> [Document passage]:
****

But this morning I am spending time on a different idea that popped out at me from the Responsive Reading. It was in Psalms 30:11. "Thou has turned for me my mourning into dancing: thou hast put off my sackcloth, and girded me with gladness;".

Sackcloth is a very heavy, coarse, dark colored cloth of goat's hair. It is worn as a sign of mourning, next to the skin. The putting off of sackcloth was a symbol of joy, of thanksgiving for deliverance from an intolerable position or condition; it celebrated a changing of affliction by one's enemies to the casting off of the yoke of bondage.

How do we use this information today? Well, should you be dealing with a rash or skin condition you might consider if there is something in your thought that is causing you to mourn or to be irritated. It may be the loss of a loved one but it might also be the loss of other things. Whatever it seems to be, it has affected you in a way that would take away your joy; your joy in yourself, your life, your spouse, your family, your friends, your church, your work. And dealing with it has caused you to show the world in your face and your attitude that you are mourning that loss.

****

> [Raw records]:
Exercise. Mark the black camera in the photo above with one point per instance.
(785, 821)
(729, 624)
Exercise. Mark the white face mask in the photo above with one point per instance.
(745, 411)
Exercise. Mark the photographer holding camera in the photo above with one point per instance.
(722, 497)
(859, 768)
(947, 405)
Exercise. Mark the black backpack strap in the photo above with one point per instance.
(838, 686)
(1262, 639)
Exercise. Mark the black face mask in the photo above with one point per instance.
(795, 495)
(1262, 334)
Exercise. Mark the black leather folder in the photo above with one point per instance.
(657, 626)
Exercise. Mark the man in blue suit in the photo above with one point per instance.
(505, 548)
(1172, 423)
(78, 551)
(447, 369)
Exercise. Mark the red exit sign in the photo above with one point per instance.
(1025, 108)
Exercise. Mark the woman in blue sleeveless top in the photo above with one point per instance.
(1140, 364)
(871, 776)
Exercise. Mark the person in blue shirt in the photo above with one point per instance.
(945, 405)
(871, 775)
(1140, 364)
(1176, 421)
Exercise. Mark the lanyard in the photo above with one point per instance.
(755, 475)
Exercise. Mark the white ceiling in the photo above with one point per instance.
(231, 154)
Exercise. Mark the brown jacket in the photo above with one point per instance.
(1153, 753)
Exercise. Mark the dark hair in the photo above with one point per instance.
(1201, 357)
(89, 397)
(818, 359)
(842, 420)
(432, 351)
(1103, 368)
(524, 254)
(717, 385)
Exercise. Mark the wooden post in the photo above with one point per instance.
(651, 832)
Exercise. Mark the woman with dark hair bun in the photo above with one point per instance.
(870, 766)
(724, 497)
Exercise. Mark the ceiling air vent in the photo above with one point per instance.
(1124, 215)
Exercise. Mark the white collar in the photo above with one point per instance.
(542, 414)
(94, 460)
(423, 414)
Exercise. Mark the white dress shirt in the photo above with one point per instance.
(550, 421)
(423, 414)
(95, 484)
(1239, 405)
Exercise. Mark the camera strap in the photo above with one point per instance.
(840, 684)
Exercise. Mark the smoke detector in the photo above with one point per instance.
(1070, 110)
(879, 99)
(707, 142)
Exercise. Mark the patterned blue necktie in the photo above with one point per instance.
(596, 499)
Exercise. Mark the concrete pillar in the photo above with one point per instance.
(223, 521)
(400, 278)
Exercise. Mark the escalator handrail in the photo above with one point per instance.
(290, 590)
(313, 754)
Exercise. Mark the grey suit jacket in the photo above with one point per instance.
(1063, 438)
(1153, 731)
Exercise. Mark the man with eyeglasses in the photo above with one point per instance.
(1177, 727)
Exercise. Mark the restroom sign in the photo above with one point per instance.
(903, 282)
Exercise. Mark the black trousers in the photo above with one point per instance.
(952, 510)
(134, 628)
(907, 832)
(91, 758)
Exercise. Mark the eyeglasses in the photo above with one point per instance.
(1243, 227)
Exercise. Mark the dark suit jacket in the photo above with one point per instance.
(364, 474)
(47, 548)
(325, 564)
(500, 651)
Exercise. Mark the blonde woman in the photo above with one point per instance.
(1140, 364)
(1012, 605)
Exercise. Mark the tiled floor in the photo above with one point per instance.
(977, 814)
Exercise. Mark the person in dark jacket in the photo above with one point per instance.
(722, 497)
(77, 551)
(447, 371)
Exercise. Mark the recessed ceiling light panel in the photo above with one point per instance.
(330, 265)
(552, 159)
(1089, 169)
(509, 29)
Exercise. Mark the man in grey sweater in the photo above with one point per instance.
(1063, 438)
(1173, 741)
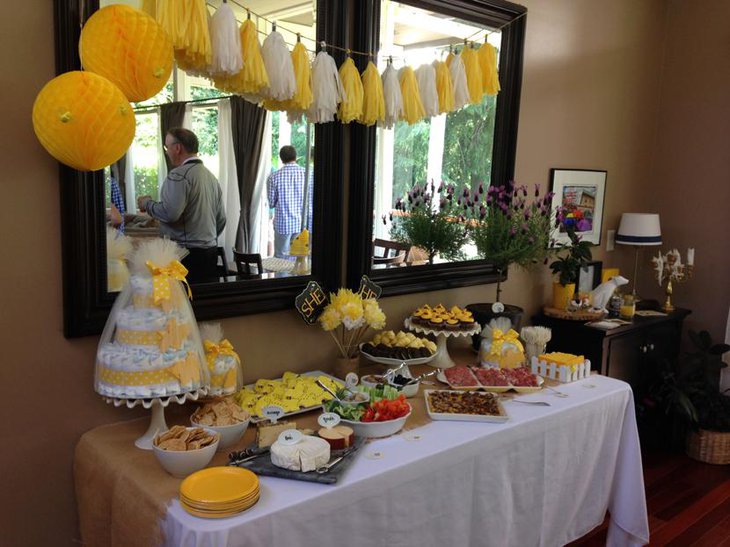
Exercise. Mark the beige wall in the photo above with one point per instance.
(689, 182)
(591, 99)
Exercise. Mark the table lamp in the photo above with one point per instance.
(639, 230)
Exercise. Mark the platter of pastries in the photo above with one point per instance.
(441, 318)
(466, 406)
(496, 380)
(391, 348)
(295, 393)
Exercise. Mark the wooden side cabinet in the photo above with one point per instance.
(625, 352)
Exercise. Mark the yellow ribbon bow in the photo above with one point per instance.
(161, 277)
(212, 350)
(500, 338)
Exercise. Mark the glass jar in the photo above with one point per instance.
(628, 307)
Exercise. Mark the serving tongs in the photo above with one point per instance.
(246, 455)
(421, 377)
(326, 467)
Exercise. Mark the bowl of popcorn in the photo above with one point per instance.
(224, 417)
(183, 450)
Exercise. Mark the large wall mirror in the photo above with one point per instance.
(255, 225)
(468, 148)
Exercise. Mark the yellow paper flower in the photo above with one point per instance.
(352, 315)
(330, 319)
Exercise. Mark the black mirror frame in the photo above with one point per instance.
(490, 13)
(87, 302)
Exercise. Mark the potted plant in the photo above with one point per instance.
(571, 257)
(509, 230)
(506, 230)
(431, 219)
(688, 391)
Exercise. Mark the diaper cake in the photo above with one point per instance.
(501, 347)
(151, 346)
(224, 365)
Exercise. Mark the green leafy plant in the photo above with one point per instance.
(433, 220)
(688, 388)
(571, 257)
(510, 230)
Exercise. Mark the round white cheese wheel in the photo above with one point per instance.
(339, 436)
(307, 455)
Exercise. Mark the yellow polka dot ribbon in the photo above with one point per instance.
(499, 339)
(213, 350)
(162, 276)
(185, 372)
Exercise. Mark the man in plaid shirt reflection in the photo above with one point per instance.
(285, 191)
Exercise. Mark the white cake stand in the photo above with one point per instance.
(442, 359)
(158, 405)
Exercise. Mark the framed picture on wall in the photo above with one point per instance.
(589, 277)
(580, 194)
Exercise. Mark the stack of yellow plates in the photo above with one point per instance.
(218, 492)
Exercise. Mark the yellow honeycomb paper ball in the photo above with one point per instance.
(129, 48)
(83, 120)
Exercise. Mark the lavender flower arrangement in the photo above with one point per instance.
(508, 229)
(433, 219)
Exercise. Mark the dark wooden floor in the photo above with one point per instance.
(688, 503)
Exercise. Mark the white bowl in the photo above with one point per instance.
(180, 464)
(229, 434)
(377, 429)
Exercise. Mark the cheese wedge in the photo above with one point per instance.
(307, 455)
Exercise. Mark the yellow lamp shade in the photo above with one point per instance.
(83, 120)
(129, 48)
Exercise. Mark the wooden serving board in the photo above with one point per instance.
(583, 315)
(263, 466)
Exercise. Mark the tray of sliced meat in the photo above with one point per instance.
(496, 380)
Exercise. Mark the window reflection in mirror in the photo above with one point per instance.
(454, 148)
(281, 195)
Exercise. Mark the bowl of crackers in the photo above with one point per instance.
(224, 417)
(183, 450)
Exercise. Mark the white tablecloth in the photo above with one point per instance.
(546, 477)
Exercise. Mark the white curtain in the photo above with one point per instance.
(227, 178)
(259, 211)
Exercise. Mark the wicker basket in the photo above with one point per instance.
(709, 446)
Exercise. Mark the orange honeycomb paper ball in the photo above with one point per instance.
(83, 120)
(129, 48)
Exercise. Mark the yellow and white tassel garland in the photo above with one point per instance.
(351, 107)
(426, 77)
(327, 89)
(302, 99)
(444, 87)
(279, 67)
(373, 104)
(412, 106)
(225, 42)
(392, 96)
(487, 55)
(458, 77)
(473, 74)
(253, 77)
(195, 53)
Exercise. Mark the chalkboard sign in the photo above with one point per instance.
(311, 302)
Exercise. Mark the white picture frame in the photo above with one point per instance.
(581, 192)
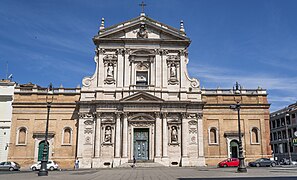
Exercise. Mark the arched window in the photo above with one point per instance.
(22, 136)
(67, 132)
(255, 136)
(213, 135)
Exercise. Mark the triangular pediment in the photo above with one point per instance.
(141, 97)
(130, 30)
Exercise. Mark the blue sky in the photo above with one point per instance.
(250, 41)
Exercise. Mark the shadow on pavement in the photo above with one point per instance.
(244, 178)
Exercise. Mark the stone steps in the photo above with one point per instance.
(142, 165)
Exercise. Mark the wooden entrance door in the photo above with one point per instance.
(141, 144)
(40, 150)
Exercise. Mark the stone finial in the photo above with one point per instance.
(182, 29)
(102, 25)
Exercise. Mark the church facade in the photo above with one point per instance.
(141, 104)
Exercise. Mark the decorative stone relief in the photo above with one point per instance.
(141, 124)
(193, 131)
(110, 61)
(199, 115)
(83, 115)
(107, 135)
(88, 131)
(88, 140)
(173, 62)
(142, 32)
(174, 134)
(88, 122)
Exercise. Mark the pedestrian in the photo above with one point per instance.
(76, 163)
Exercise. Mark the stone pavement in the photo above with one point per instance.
(160, 173)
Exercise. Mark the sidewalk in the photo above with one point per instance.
(163, 173)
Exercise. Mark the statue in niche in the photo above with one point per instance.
(142, 33)
(172, 71)
(110, 70)
(107, 137)
(173, 134)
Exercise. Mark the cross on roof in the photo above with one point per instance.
(142, 6)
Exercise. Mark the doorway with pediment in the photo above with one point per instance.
(141, 144)
(141, 138)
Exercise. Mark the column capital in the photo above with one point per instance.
(157, 114)
(164, 115)
(199, 115)
(126, 114)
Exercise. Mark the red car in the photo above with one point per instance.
(230, 162)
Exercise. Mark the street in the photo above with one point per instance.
(164, 173)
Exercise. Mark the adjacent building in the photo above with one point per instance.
(29, 121)
(6, 99)
(221, 124)
(283, 125)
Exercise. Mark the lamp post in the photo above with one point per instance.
(288, 139)
(49, 99)
(241, 168)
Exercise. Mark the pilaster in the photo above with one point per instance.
(165, 136)
(125, 136)
(118, 136)
(158, 136)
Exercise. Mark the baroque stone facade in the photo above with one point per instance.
(139, 103)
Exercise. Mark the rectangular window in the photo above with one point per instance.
(142, 78)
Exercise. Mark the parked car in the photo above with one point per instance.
(9, 165)
(286, 161)
(230, 162)
(263, 162)
(51, 165)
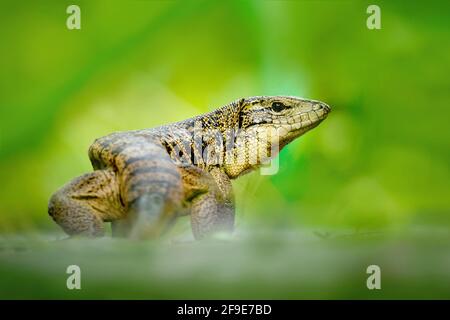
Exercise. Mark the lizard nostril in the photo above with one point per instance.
(325, 107)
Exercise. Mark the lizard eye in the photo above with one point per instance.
(278, 106)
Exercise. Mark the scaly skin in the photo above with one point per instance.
(144, 179)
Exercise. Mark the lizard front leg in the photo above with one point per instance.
(212, 201)
(81, 206)
(151, 188)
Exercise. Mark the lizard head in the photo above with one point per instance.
(267, 124)
(289, 117)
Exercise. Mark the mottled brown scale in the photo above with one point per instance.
(144, 179)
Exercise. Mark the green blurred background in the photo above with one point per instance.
(375, 173)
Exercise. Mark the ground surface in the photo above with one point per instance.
(294, 264)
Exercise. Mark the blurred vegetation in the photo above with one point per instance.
(379, 162)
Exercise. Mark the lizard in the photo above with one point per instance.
(144, 179)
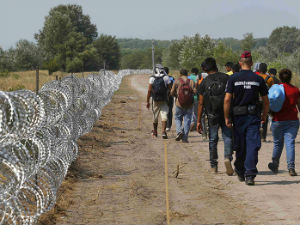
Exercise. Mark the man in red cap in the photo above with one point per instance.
(242, 93)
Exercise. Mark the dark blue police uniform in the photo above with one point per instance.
(246, 87)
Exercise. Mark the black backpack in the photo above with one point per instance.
(214, 96)
(276, 81)
(159, 91)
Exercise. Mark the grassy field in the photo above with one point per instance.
(26, 80)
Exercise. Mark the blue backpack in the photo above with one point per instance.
(276, 97)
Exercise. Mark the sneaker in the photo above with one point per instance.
(292, 172)
(214, 169)
(164, 135)
(179, 136)
(228, 166)
(154, 133)
(240, 177)
(249, 181)
(273, 167)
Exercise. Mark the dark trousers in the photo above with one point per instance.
(247, 144)
(265, 129)
(213, 131)
(170, 114)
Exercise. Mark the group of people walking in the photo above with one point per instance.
(237, 103)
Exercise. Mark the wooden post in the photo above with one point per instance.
(37, 80)
(37, 85)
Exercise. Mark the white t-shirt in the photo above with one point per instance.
(166, 79)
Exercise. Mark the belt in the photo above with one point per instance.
(246, 110)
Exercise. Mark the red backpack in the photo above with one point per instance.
(185, 93)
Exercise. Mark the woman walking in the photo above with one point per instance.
(285, 125)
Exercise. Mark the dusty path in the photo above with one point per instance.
(119, 176)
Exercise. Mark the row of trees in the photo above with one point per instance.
(280, 50)
(68, 42)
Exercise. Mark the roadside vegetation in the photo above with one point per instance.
(68, 43)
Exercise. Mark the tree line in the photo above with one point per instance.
(69, 42)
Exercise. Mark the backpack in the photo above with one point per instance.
(214, 96)
(266, 80)
(200, 79)
(276, 81)
(159, 91)
(276, 97)
(185, 93)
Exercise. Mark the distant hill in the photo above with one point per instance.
(136, 43)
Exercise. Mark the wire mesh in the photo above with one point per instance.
(38, 139)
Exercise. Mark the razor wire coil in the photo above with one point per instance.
(38, 139)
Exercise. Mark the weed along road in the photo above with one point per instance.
(123, 176)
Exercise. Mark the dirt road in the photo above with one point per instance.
(119, 177)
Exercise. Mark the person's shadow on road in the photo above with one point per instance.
(282, 182)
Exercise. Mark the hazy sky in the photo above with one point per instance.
(158, 19)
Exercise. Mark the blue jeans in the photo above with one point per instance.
(195, 112)
(185, 115)
(213, 142)
(170, 114)
(247, 144)
(284, 132)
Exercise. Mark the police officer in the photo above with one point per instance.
(242, 91)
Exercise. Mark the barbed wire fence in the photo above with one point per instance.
(38, 139)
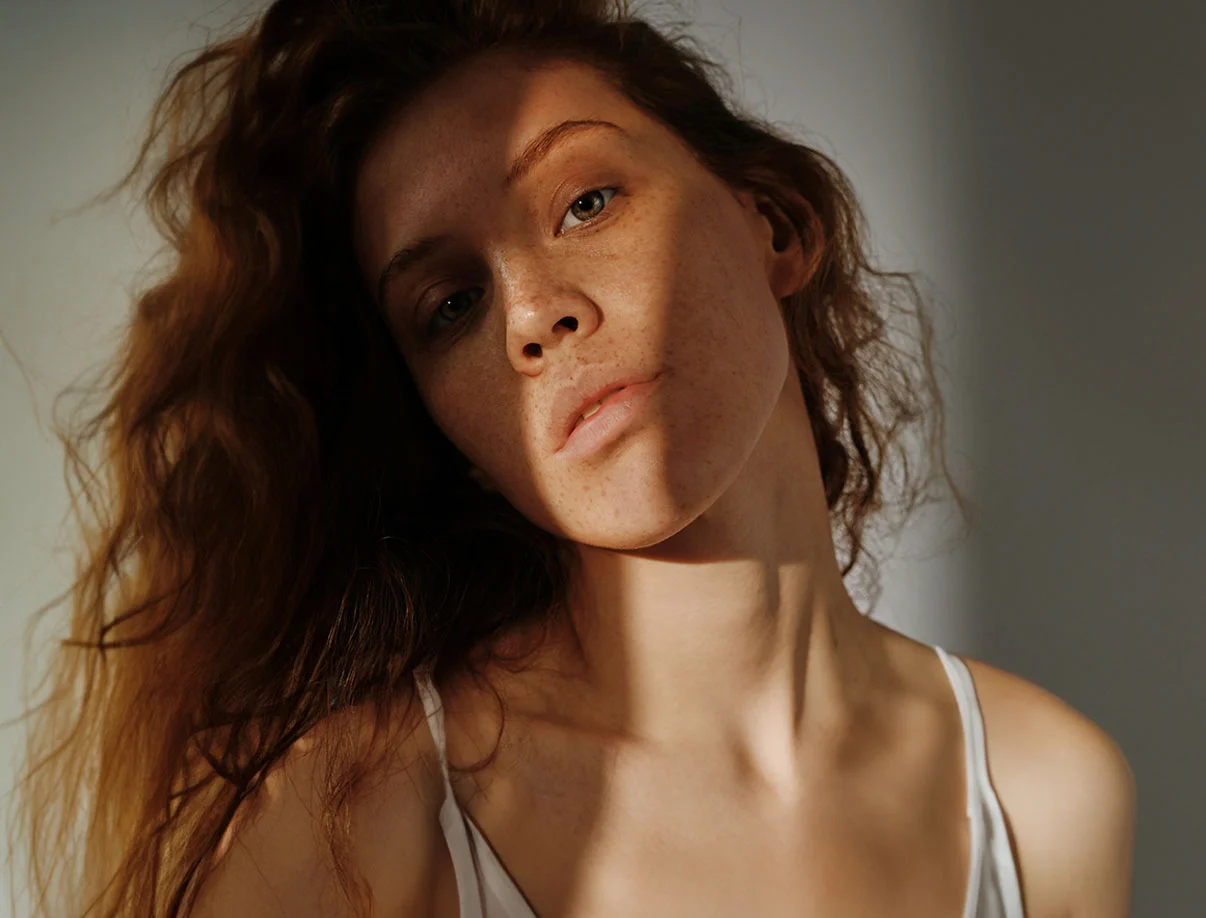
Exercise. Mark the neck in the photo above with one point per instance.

****

> [Set of tasks]:
a - Substitute "camel's hair" for "goat's hair" in the passage about sackcloth, and write out the part that begins at the words "But this morning" and stops after "yoke of bondage.".
b - Add 142 to every number in the point coordinates among the rows. Give those rows again with their requests, beginning at the line that has "Exercise. Mark the white face" and stopping after the line that has "(1153, 753)".
The rows are unrelated to the passage about sackcloth.

> [The answers]:
a -
But this morning I am spending time on a different idea that popped out at me from the Responsive Reading. It was in Psalms 30:11. "Thou has turned for me my mourning into dancing: thou hast put off my sackcloth, and girded me with gladness;".

Sackcloth is a very heavy, coarse, dark colored cloth of camel's hair. It is worn as a sign of mourning, next to the skin. The putting off of sackcloth was a symbol of joy, of thanksgiving for deliverance from an intolerable position or condition; it celebrated a changing of affliction by one's enemies to the casting off of the yoke of bondage.

b -
Exercise. Mark the white face mask in the photo above with one point per instance.
(887, 553)
Exercise. Mark the photographer holding camera in the photo above with one point per instance.
(864, 639)
(1001, 910)
(1089, 547)
Exercise. Mark the black backpack strap in the photo above with one point per instance.
(980, 828)
(1404, 781)
Exercise. Mark the black face mask in the photo above with one point per instance.
(937, 637)
(1404, 476)
Exercise. Mark the black leather folder in the photo above with one point per instance.
(799, 768)
Exercise. Mark the man in blue suit in the photo above with one point per instance.
(647, 690)
(1314, 565)
(220, 693)
(589, 511)
Exercise. Mark the red exit sign in the photo above with one point per instance.
(1167, 250)
Exercise. Mark the woman in blue sleeveless top in the photo above with one point per instance.
(1282, 506)
(1013, 918)
Exercise. Mark the person in blue shirt in the photo above with one point per instance.
(1087, 547)
(1013, 917)
(1282, 506)
(1318, 563)
Exercise. Mark the lanyard in the photo above with one point per instance.
(897, 617)
Exercise. Mark the white ceiling in the photo above with one point per instance.
(373, 296)
Exercise. Mark the brown jacket in the photo above with one point per instance.
(1295, 895)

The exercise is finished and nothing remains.